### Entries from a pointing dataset
□ □ □ □

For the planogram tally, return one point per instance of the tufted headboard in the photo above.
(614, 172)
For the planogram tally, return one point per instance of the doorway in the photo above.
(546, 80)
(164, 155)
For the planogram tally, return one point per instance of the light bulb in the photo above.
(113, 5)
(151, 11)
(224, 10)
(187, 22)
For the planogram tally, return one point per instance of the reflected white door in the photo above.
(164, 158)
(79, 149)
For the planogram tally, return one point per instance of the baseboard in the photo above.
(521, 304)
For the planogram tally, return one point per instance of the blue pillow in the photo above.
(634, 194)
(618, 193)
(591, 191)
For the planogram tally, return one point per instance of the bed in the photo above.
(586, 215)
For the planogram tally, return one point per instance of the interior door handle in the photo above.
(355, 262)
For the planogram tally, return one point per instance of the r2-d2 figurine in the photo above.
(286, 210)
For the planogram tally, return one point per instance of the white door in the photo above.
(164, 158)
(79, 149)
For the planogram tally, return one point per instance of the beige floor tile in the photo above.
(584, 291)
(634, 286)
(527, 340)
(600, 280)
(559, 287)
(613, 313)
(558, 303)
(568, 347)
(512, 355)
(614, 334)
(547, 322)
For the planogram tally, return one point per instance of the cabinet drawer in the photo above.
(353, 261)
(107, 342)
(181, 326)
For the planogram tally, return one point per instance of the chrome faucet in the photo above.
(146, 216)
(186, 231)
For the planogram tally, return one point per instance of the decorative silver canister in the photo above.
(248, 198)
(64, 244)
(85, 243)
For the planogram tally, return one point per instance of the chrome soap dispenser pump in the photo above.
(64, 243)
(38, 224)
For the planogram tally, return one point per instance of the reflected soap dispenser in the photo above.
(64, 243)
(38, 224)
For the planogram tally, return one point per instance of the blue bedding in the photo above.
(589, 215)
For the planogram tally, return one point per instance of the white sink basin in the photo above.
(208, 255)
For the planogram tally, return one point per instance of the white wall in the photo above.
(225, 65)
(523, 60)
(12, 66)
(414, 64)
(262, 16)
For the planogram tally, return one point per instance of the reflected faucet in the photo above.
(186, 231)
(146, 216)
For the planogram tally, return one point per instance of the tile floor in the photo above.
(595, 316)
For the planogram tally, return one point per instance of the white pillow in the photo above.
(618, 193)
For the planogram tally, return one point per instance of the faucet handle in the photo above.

□ □ □ □

Reproduce the entire listing above verbatim, keeping every line and its order unchanged.

### FINAL RESULT
For the planogram tally, return one point per instance of the tufted headboard in the photo above.
(614, 172)
For the planogram tally, return one point per instance of the doorway in the photo above.
(546, 80)
(164, 155)
For the planogram tally, return one point per instance of the light bulb in the photo above.
(113, 5)
(151, 11)
(224, 10)
(187, 22)
For the planogram tally, return one point per instance of the reflected white door in the photo above.
(164, 158)
(79, 149)
For the planogram tally, return one point per instance of the baseboard in the photo above.
(521, 304)
For the planogram tally, return one point per instance of the blue pillow in the photo above.
(634, 194)
(618, 193)
(591, 191)
For the planogram tally, return one point per instance of the bed in the photo above.
(586, 215)
For the planogram tally, return one point per instance of the interior door handle in the photo above.
(355, 262)
For the planogram tally, return one point per instance of the r2-d2 figurine in the photo above.
(286, 210)
For the planogram tally, return one point per instance of the white door in the photo above.
(164, 158)
(79, 149)
For the planogram tally, return one point per instance of the beige floor tile in the photo above.
(584, 291)
(634, 286)
(527, 340)
(600, 280)
(559, 287)
(613, 313)
(558, 303)
(568, 347)
(512, 355)
(614, 334)
(547, 322)
For the planogram tally, return one point per instance of the cabinet drawer in the photo above.
(353, 261)
(107, 342)
(181, 326)
For the planogram tally, return one point per instance of the chrome faucet in the photo above.
(146, 216)
(186, 231)
For the planogram tally, return one point per instance of the decorative silver canister in the photo above.
(248, 198)
(64, 244)
(85, 243)
For the planogram tally, return one point per instance of the chrome soap dispenser pump in the photo above.
(64, 243)
(38, 224)
For the planogram tally, return one point per instance of the reflected soap dispenser in the photo above.
(64, 243)
(38, 224)
For the planogram tally, return one point per instance of the blue bedding in the photo above.
(589, 215)
For the planogram tally, return one point per instance of the white sink basin in the photo above.
(208, 255)
For the planogram tally, return one point per instance of the white wall in the photo above.
(225, 65)
(523, 60)
(12, 66)
(414, 64)
(262, 16)
For the planogram tally, return one point per instance of the reflected faucet in the photo above.
(186, 231)
(146, 216)
For the planogram tally, return one point per instance of the tile floor in the photo above.
(595, 316)
For the planogram tally, return one point per instance of the white pillow in the photo above.
(618, 193)
For the planogram tally, return one point per instance of the faucet handle in the photo above.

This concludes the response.